THE TASK: Render the stretch of the records from the line containing "target: diamond pendant necklace" through the end as a Markdown table with the columns Row and Line. Number each line in Row, put its text in Line, and leave out any blank lines.

INPUT DATA:
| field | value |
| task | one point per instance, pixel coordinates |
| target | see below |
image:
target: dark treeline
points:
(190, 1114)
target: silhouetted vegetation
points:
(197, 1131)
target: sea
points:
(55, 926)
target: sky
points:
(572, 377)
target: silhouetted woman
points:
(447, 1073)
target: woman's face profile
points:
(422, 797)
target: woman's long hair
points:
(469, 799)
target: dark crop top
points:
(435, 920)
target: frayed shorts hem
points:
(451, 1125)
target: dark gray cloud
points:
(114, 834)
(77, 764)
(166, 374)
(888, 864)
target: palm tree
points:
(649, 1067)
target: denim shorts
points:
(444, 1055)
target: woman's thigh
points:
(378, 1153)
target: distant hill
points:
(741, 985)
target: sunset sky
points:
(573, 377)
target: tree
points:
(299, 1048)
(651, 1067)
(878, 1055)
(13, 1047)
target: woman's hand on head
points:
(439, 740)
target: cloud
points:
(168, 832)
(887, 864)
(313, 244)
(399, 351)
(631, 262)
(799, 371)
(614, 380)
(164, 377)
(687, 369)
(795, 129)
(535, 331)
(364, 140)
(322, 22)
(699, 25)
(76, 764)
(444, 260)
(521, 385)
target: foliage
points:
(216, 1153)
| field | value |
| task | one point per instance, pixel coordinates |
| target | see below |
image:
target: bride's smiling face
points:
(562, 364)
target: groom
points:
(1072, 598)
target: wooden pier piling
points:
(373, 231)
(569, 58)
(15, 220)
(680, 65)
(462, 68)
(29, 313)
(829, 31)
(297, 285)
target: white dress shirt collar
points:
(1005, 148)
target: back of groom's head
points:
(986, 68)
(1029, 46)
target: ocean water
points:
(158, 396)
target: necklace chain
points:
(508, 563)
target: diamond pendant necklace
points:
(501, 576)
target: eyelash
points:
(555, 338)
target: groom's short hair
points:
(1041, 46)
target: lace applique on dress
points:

RESULT FOR THIS EXERCISE:
| Row | Line |
|---|---|
| 1 | target: diamond pendant necklace |
| 2 | points: |
| 3 | (501, 576) |
| 4 | target: eyelash |
| 5 | points: |
| 6 | (555, 338) |
| 7 | target: groom's short hair |
| 8 | points: |
| 9 | (1041, 46) |
| 10 | target: lace applique on dress |
| 11 | points: |